## What you should do
Rewrite the entries from the line containing "of the storefront" through the line containing "(1165, 808)" as a JSON list of strings, one string per line, leaving out any blank lines.

## Records for the exercise
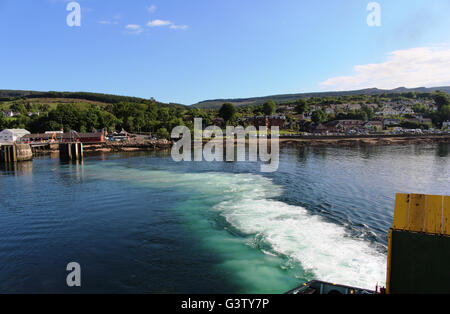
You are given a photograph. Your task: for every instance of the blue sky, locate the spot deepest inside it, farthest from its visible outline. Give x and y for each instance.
(187, 51)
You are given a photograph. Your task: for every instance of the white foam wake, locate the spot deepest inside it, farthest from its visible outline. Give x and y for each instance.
(321, 247)
(246, 202)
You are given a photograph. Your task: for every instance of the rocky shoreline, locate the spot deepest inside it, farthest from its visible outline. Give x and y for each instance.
(354, 141)
(162, 145)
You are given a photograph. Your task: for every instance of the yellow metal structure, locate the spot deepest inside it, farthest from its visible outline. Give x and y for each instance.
(418, 213)
(422, 213)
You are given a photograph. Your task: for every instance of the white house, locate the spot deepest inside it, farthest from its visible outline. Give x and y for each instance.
(12, 135)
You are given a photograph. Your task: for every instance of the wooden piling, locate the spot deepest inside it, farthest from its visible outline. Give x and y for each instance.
(71, 151)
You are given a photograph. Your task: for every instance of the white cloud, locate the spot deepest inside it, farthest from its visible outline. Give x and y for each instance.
(105, 22)
(173, 26)
(157, 23)
(133, 28)
(415, 67)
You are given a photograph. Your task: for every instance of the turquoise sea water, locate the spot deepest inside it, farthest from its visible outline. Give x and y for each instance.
(140, 222)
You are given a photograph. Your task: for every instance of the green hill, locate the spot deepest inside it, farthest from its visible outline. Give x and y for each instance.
(216, 103)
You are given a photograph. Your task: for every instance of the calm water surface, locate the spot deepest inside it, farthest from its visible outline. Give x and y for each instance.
(143, 223)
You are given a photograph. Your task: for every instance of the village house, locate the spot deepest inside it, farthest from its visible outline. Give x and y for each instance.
(267, 121)
(387, 111)
(9, 114)
(374, 125)
(11, 136)
(391, 122)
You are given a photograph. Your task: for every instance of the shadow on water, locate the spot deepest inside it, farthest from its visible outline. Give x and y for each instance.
(24, 168)
(443, 150)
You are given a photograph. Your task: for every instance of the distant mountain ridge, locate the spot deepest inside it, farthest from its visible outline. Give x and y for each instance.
(216, 103)
(6, 95)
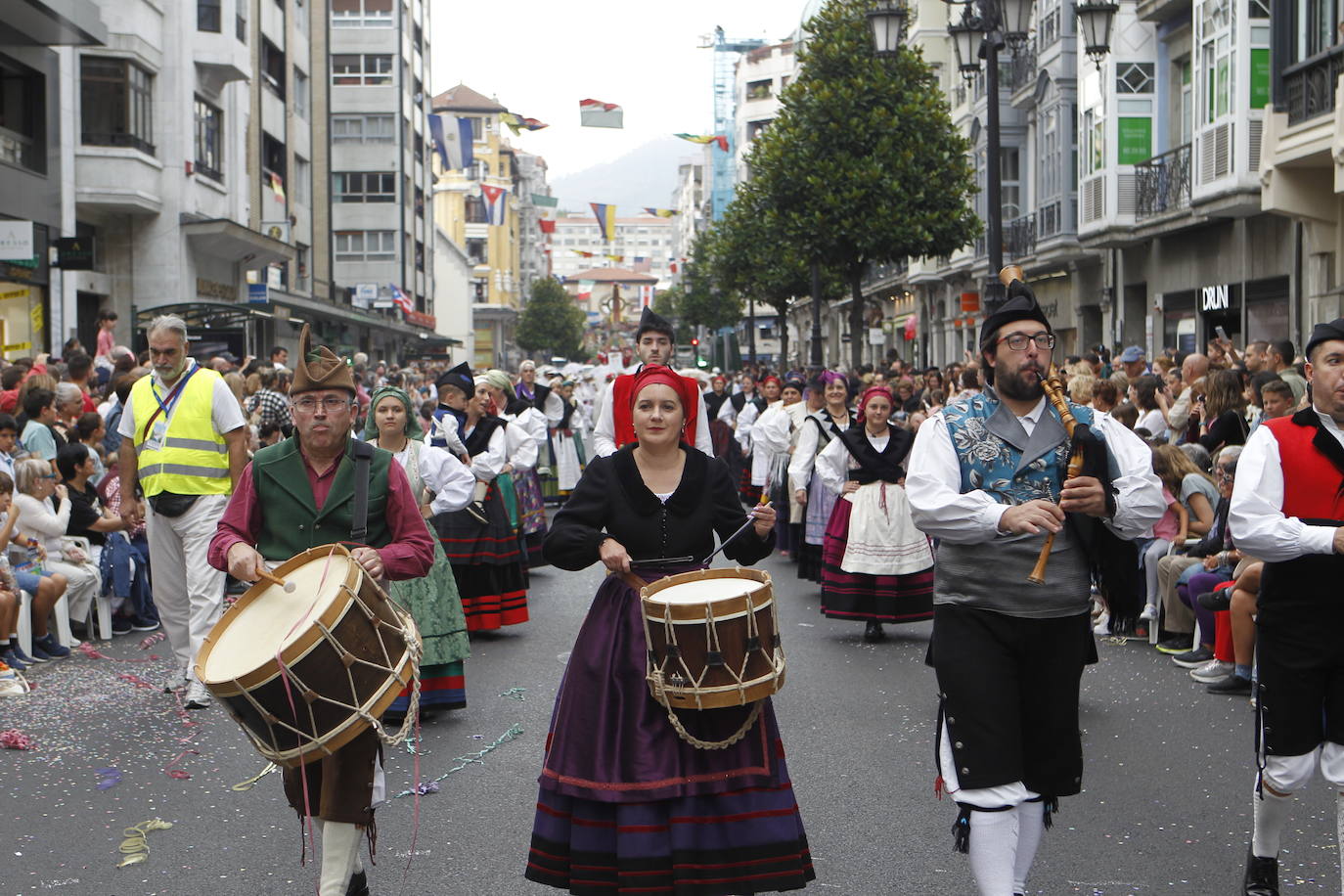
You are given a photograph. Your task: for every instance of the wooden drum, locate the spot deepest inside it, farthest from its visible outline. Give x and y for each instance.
(712, 639)
(347, 651)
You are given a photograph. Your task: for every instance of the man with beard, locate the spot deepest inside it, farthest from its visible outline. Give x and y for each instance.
(983, 478)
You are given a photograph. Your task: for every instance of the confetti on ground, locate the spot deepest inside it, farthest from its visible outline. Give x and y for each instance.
(15, 739)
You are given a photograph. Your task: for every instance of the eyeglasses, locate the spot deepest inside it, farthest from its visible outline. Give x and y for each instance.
(1017, 341)
(331, 405)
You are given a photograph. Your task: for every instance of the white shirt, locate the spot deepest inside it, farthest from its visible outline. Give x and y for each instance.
(933, 484)
(225, 411)
(804, 456)
(1256, 516)
(834, 463)
(604, 430)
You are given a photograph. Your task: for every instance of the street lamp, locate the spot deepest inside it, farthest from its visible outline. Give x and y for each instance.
(1097, 18)
(887, 19)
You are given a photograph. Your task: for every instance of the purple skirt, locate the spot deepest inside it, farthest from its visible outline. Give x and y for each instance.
(863, 597)
(626, 806)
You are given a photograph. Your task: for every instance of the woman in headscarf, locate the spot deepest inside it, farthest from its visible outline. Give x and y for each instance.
(525, 441)
(487, 557)
(808, 486)
(875, 564)
(441, 484)
(625, 803)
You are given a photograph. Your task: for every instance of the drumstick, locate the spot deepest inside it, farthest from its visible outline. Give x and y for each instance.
(765, 501)
(276, 579)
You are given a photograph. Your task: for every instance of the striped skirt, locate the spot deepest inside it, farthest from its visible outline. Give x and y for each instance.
(869, 598)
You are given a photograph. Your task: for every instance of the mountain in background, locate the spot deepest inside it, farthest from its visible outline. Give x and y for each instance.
(644, 176)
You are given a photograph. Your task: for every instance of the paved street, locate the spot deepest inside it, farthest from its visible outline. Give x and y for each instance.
(1165, 809)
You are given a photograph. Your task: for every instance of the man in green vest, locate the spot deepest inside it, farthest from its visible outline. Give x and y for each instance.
(306, 486)
(183, 448)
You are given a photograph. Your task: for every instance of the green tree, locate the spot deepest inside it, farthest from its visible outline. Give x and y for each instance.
(552, 323)
(863, 164)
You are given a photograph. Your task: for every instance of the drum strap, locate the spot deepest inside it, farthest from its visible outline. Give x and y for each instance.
(363, 453)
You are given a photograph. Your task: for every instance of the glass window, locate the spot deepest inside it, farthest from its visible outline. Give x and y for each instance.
(115, 98)
(362, 14)
(210, 129)
(208, 15)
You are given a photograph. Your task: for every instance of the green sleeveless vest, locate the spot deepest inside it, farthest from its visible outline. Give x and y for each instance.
(291, 518)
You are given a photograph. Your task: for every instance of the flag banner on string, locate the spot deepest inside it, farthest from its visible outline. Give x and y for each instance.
(493, 198)
(605, 215)
(517, 124)
(707, 139)
(594, 113)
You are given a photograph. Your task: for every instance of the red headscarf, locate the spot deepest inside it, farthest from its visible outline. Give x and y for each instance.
(628, 389)
(869, 392)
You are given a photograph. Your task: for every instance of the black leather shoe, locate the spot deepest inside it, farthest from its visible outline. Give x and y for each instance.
(1261, 876)
(358, 884)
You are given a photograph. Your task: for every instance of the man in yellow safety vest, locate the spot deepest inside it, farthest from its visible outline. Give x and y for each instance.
(183, 449)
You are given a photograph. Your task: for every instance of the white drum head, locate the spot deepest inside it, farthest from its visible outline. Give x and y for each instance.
(276, 619)
(706, 590)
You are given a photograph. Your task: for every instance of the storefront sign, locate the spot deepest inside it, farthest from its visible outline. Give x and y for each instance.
(214, 289)
(74, 252)
(17, 241)
(1214, 298)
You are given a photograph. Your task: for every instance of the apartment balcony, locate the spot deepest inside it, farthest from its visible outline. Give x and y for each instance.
(1161, 184)
(1309, 85)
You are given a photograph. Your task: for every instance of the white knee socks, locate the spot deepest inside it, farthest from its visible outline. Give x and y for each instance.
(994, 846)
(340, 855)
(1031, 827)
(1271, 816)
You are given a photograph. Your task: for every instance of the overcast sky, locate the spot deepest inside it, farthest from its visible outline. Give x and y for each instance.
(541, 57)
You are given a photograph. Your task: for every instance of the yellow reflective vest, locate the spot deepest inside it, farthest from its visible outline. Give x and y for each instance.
(193, 458)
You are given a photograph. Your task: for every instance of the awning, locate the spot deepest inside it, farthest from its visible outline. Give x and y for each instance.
(233, 242)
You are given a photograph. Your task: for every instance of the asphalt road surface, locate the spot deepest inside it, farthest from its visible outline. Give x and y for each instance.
(1165, 808)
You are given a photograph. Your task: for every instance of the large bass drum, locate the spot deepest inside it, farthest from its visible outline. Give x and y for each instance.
(712, 639)
(305, 672)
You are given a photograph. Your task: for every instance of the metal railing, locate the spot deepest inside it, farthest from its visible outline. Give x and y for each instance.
(1309, 85)
(1161, 183)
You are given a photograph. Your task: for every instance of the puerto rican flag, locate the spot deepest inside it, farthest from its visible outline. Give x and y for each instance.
(493, 198)
(402, 299)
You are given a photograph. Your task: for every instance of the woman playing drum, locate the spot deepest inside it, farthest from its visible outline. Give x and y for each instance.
(625, 805)
(441, 484)
(875, 565)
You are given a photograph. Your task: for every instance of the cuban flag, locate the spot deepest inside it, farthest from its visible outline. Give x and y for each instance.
(493, 198)
(401, 298)
(453, 141)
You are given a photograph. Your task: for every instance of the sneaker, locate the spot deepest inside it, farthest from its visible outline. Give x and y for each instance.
(53, 649)
(1193, 658)
(1178, 644)
(1211, 672)
(1232, 686)
(1217, 601)
(198, 697)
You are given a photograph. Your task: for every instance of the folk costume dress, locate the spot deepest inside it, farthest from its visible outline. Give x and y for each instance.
(626, 806)
(875, 565)
(487, 558)
(525, 442)
(431, 600)
(815, 435)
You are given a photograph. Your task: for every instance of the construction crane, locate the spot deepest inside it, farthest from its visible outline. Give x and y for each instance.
(726, 51)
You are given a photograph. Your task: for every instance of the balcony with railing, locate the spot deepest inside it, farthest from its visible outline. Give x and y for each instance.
(1309, 85)
(1161, 184)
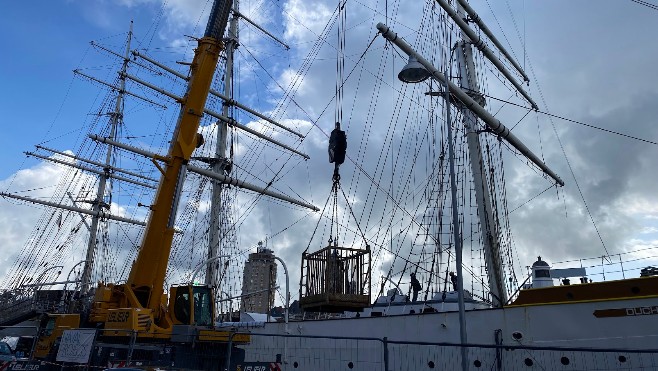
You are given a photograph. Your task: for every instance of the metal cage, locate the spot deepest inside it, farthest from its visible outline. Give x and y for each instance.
(335, 279)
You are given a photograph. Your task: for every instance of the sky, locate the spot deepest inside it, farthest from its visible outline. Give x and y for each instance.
(591, 65)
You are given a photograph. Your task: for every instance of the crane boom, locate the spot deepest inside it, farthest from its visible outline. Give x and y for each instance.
(144, 289)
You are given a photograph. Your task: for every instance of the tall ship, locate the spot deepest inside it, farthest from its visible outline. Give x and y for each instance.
(403, 252)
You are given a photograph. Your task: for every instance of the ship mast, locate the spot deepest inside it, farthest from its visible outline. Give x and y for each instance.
(220, 163)
(116, 118)
(492, 257)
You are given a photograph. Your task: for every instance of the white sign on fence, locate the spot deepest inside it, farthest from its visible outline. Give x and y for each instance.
(75, 345)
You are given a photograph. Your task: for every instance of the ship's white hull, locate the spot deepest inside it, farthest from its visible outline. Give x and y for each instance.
(631, 325)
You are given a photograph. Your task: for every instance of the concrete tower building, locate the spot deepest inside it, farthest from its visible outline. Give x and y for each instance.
(259, 277)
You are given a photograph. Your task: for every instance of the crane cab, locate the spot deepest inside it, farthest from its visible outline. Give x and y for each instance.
(191, 305)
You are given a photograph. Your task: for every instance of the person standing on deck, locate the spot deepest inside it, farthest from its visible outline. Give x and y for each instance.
(415, 286)
(453, 279)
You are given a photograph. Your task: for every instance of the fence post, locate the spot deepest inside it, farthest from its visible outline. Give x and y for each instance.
(133, 336)
(385, 353)
(228, 351)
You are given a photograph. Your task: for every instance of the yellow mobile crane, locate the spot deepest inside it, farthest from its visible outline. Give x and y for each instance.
(139, 308)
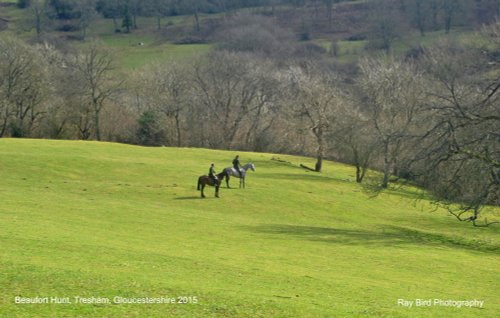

## Task solution
[
  "You are given a photograph. Your task: for every instance of the storefront sign, locate the spot deepest inside it, farthest from its visible outline. Give x and y for each instance.",
  "(214, 289)",
  "(74, 252)",
  "(17, 241)",
  "(1214, 298)",
  "You are given a photograph. Your task: for every instance of the apartment balcony, locate the spot deepest inside it, farthest from its visible outline. Give x and y for each instance.",
  "(1161, 184)",
  "(1309, 85)",
  "You are given a photograph. Your task: for every instance of the white knee socks, locate the spot deepest inside it, farthest from its visible outline. Give x and y for each instance.",
  "(994, 846)",
  "(340, 855)",
  "(1031, 827)",
  "(1271, 816)",
  "You are given a photograph. Your task: for every instance of the overcast sky, locate the spot deepest inside it, farthest from its visible outline. Give x and y for each instance.",
  "(541, 57)",
  "You are given a photograph. Your task: for every instance of the yellow reflective vest, locate the spot deepest inside it, farthest from its visible outline. Give x and y for each instance.",
  "(193, 458)",
  "You are given a photograph. Your task: for every instance of the awning, locate the spot deepest inside it, farthest from its visible outline. Give x and y for each instance.",
  "(233, 242)",
  "You are given a photograph. Your task: for every instance of the asphalt road surface, locate the spot deepest inside it, farthest from its visible outline. Give x and y for each instance.",
  "(1165, 808)"
]